# TEXT SECTION:
Skip to content

Monitoring the verification endpoint

This guide covers what metrics to expose from the verification endpoint, what alert conditions to configure, and how to integrate with Prometheus and OpenTelemetry.


Key metrics

Request counters

Metric Type Labels Description
agent_manifest_verifications_total Counter result (VALID/MISMATCH/EXPIRED/REVOKED/INCOMPLETE/ERROR) Total verification requests
agent_manifest_revocation_checks_total Counter result (hit/miss/error) CRL checks performed
agent_manifest_manifests_active Gauge attestation_level Manifests in the store by attestation level

Latency histograms

Metric Buckets Description
agent_manifest_verification_duration_seconds [0.001, 0.005, 0.01, 0.025, 0.05, 0.1, 0.25, 0.5, 1.0] End-to-end verification latency
agent_manifest_revocation_check_duration_seconds [0.001, 0.005, 0.01, 0.05, 0.1, 0.5] CRL fetch + lookup latency

Adding Prometheus instrumentation

Install prometheus-client and wrap the verification router:

from fastapi import FastAPI, Request, Response
from prometheus_client import Counter, Histogram, Gauge, generate_latest, CONTENT_TYPE_LATEST
import time

VERIFICATIONS = Counter(
    "agent_manifest_verifications_total",
    "Total verification requests",
    ["result"],
)

# TASKS FOR THIS EXERCISE:
**a)** According to the monitoring guide, what metric type is agent_manifest_manifests_active?
**b)** Summarize the monitoring guide in two sentences.
**c)** Retype the monitoring guide from "Monitoring the verification" to "Prometheus and OpenTelemetry.", with no changes.

# DATA PROVIDED:
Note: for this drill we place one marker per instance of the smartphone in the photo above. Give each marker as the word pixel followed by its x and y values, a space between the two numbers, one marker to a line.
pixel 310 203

# SOLUTIONS IN ORDER:
**a)** It is a Gauge.

**b)** The guide explains which metrics the verification endpoint should expose, which alert conditions to set up, and how to integrate with Prometheus and OpenTelemetry. It lists request counters and latency histograms as the key metrics, and it adds Prometheus instrumentation by installing prometheus-client and wrapping the verification router.

**c)**
Monitoring the verification endpoint

This guide covers what metrics to expose from the verification endpoint, what alert conditions to configure, and how to integrate with Prometheus and OpenTelemetry.